# [Ваши задания]
1. Отредактируйте листинг со строки, где есть «Expected: one point per instance of the white baseboard, each», до его конца, включая обе границы: замените «wooden dresser» на «wooden cabinet» и больше ничего не меняйте.
2. Подхватите текст о полувековом молчании вокруг дела московских налетчиков и продолжите его после последнего предложения.

# [Исходный текст]
Налетчики, о которых шепотом говорила вся Москва, которые три года изнуряли уголовный розыск, были скрыты от всех покровом своей второй жизни. Какая была настоящей? И та, и другая.
О ходе дела почти никто не знал. Правило тех лет: бессмысленно спрашивать о том, о чем спрашивать не положено. И МГБ не тронуло никого из родственников. Тихой беседы гэбистов было достаточно, чтобы покрыть молчанием подлинную историю тех, кто три года держал Москву в страхе. Семьи молчали от горести и стыда, соседи молчали от сострадания, знакомые молчали, чтобы связь с осужденными не отразилась на их судьбе. МУР молчал, чтобы не подрывать в людях веру в молодых строителей коммунизма. Полвека молчания.
Вход в их прежнюю жизнь наглухо завалили камнями.

# [Данные для работы]
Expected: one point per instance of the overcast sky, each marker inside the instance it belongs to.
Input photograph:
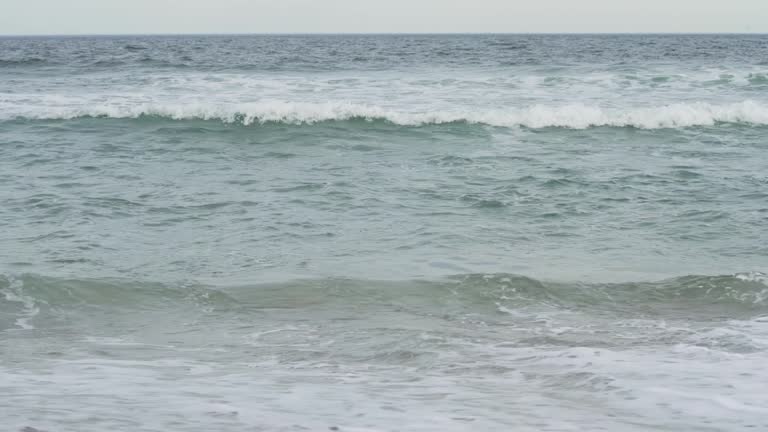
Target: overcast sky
(379, 16)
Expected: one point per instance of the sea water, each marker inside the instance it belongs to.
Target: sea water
(384, 233)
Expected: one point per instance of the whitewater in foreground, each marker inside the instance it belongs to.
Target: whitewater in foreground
(384, 233)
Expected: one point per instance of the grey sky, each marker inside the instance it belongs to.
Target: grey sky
(341, 16)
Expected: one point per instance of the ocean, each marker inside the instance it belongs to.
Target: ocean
(384, 233)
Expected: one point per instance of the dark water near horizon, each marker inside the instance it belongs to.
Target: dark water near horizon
(384, 232)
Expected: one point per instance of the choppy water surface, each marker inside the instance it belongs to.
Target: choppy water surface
(497, 232)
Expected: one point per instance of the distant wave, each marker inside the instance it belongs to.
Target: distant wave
(26, 296)
(577, 116)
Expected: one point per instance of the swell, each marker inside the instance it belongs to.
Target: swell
(577, 116)
(26, 295)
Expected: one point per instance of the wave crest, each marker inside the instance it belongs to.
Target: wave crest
(577, 116)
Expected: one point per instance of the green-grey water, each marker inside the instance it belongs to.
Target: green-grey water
(393, 232)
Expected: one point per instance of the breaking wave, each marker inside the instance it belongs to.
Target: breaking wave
(578, 116)
(24, 297)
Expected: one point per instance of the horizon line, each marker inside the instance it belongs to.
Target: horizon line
(32, 35)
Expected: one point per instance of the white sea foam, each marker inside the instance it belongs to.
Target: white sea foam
(575, 116)
(14, 293)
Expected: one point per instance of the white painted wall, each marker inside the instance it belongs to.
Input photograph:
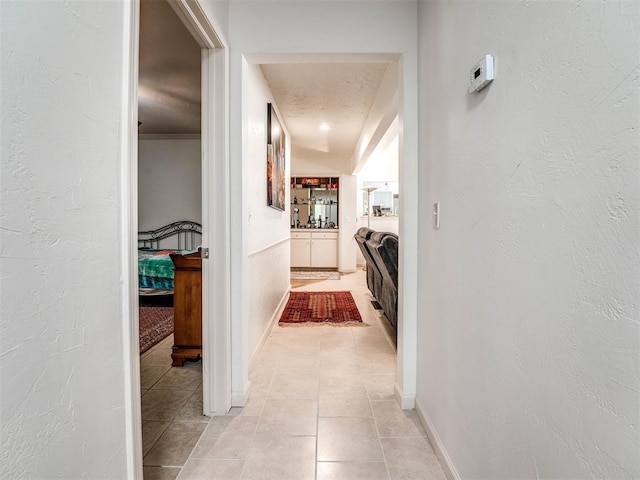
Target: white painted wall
(62, 373)
(529, 340)
(169, 182)
(331, 27)
(266, 256)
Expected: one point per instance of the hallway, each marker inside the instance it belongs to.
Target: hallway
(321, 407)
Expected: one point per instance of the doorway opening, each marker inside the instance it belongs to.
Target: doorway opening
(210, 180)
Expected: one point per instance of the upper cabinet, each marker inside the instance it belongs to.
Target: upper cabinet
(314, 202)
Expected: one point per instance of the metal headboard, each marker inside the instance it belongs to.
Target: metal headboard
(188, 235)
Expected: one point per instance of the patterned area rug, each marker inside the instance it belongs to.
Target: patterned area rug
(156, 324)
(332, 308)
(302, 275)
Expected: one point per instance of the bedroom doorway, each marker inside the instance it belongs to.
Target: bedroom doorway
(170, 233)
(171, 150)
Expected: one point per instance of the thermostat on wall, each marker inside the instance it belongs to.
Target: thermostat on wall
(481, 74)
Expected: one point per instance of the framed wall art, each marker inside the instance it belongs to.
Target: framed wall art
(276, 162)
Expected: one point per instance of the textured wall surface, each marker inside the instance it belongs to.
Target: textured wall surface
(529, 339)
(61, 354)
(169, 182)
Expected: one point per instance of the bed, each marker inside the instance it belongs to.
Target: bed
(170, 274)
(155, 267)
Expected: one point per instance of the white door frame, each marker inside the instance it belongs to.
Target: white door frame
(215, 220)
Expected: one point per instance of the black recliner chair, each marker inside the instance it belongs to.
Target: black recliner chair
(384, 250)
(374, 276)
(380, 251)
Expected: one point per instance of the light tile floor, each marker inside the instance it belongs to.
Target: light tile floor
(321, 408)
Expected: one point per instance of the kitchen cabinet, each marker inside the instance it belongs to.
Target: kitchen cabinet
(314, 249)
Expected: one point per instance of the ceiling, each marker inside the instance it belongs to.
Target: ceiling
(338, 96)
(307, 95)
(169, 75)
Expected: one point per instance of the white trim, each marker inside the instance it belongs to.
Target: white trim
(445, 460)
(269, 247)
(216, 276)
(272, 322)
(406, 402)
(169, 136)
(201, 27)
(129, 240)
(349, 270)
(239, 399)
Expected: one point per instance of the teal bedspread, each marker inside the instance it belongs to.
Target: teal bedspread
(155, 268)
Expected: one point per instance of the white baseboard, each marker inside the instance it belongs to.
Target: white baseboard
(445, 460)
(239, 399)
(272, 321)
(406, 402)
(348, 270)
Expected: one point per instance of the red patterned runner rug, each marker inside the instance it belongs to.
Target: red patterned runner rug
(332, 308)
(156, 324)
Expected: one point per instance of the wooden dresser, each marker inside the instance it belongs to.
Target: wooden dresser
(187, 306)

# [Ответы по заданиям]
1.
Expected: one point per instance of the white baseboard, each marker inside the instance it belongs to.
Target: white baseboard
(445, 460)
(239, 399)
(272, 321)
(406, 402)
(348, 270)
Expected: one point per instance of the red patterned runner rug, each marker inside the instance it belongs to.
Target: red patterned runner rug
(332, 308)
(156, 324)
Expected: one point per instance of the wooden cabinet, each marker inside the instance it belongs to.
Target: wooden cabinet
(187, 306)

2.
На исходе 1978 года Владимир Высоцкий выступал в Зимнем клубе Красногорска (теперь — ДК «Салют»). Но даже он не знал тогда всей правды. И он не мог предвидеть, какой толчок зрительскому воображению даст фильм «Место встречи изменить нельзя», сила его реализма и обобщения. Фильм закрутил историю в обратном направлении. Вымышленные персонажи вызвали ассоциации и поиски похожих блатных авторитетов 1940-х годов. Так дело митинской банды похоронили на долгие годы под лапами «Черной кошки» — мифа, ставшего реальностью.
Прошло много лет. Теплый осенний день. В Губайлово играют ребятишки, клонятся к земле яблони, бабушки задумчиво гладят кошек и обмениваются нехитрыми новостями на лавочках. У этих домов, одетых в ветхое, теплое дерево, долгая память. Они много пережили. Давным-давно в одном из них произошел короткий, глухой разговор, с которого и началась вся эта история:
— Надо бы денег достать.
Молчание.
— Ну что ж, давай достанем.
В процессе работы над книгой очень близко подошли ко мне эти жизненные истории. Вместе с генерал-майором Араповым мы выпили по рюмке водки — за его товарищей-муровцев, ушедших из жизни. Среди них был и Аркадий Вайнер, сценарист фильма «Место встречи изменить нельзя» (в конце 1950-х годов он работал следователем на Петровке, 38).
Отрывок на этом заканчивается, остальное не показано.